The story ends with Superman’s fears confronted and Doomsday (temporarily) defeated, thanks to help from Waverider and his time-travel deus abilities.

If you think this all sounds like a rather hollow, unsatisfying story, you’re right.

This isn’t meant as a knock on Jurgens and Breeding, two gentlemen who together put out A LOT of Superman comics over the years, some that were damn good by any superhero plot metric. (And Jurgens will always have Booster Gold on the plus side of the ledger.) I read and enjoyed much of their output. It’s just that this isn’t the good stuff. Doomsday, despite the epochal event he instigated, was never a great villain, nor will he ever be. You know who/what Doomsday is? He’s like some pop singer who was part of a music phenomenon, one that faded and left people ashamed afterwards that they had ever liked this fad in the first place. I’m thinking any non-Wahlberg member of New Kids on the Block. Someone like that. Someone who might get trotted out every now and then on some dopey VH-1 retrospective, someone with limited public success — if any — after soaring fame, someone who will always have a lingering cachet having more to do with infamy than prowess.

It’s hard to picture Doomsday as a boy band member, but what the hell, why not?

## Excerpted data
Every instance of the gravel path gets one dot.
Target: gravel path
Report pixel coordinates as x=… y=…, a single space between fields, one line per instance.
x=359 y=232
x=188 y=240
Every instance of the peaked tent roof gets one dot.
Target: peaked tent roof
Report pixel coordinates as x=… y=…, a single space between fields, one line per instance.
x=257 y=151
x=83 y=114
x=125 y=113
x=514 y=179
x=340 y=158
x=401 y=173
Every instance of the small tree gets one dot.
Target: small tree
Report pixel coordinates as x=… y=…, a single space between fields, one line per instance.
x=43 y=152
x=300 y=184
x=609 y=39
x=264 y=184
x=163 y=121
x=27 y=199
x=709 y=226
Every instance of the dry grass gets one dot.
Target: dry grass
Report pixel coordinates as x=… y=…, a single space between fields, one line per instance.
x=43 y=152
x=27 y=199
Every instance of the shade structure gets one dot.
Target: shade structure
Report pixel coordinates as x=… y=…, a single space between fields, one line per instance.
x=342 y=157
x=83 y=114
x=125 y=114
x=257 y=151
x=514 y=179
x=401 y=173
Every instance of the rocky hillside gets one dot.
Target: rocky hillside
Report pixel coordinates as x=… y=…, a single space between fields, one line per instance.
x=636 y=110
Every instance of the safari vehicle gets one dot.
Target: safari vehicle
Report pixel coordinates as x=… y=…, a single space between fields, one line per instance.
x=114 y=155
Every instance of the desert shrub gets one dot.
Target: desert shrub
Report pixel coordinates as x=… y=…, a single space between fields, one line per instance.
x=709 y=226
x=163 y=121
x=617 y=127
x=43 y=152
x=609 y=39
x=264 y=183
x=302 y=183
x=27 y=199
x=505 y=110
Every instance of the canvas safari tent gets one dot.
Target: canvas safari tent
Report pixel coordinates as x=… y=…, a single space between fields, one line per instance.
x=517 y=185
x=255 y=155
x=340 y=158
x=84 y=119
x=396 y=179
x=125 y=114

## Complete the following
- A) Answer these questions using the review of the Doomsday story:
(i) Whose help allows Superman to defeat Doomsday?
(ii) Which character does the review credit to Jurgens on the plus side of the ledger?
(iii) On which television channel does the review picture a retrospective that might bring out a faded pop singer?
- B) Name every comic-book character mentioned in the review of the Doomsday story.
- C) Carry on the review of the Doomsday story from the point at which it stops.

## Outputs in order
- A)
(i) Waverider's help, through his time-travel abilities.
(ii) Booster Gold.
(iii) VH-1.

- B) Superman, Doomsday, Waverider, Booster Gold

- C)
Hunter/Prey feels forced. No, it’s not far-fetched to think that Superman would have lingering fears and doubts about the creature that pureed his face, one whose body is missing and floating around in space. Nor is it forced to bring Doomsday back into the fold, as in comics — yes, like in wrestling — no exile is forever. But throwing Darkseid into the mix feels like seeding keywords into a web page. The outlandish Super-Knight costume looks like an overly complicated design for an action figure that never materialized. Waverider does his maddening “solve all problems and wrap things up and paint our way out of corners” thing. And the thread that we learn connects Superman with the monster that bashed in his face? Maybe it’s okay. Maybe it’s crap. But it, too, feels forced, like after the fact justification, a device that says “Look, he wasn’t really out of thin air! He has just as much to do with Superman as that red-haired Lex Luthor who was really the old Lex in a new body! See, Death was actually good!”

The Death of Superman wasn’t terrible, and it wasn’t great. It was somewhere in the middle. So is Doomsday’s return. It’s part of the seven stages of storytelling grief (denial?) — part of a creative brain trust coming to terms with the fact that the character they made the centerpiece of an epic event just wasn’t up to snuff. That the Doomsday juice ain’t worth the squeezing, no matter how hard you try.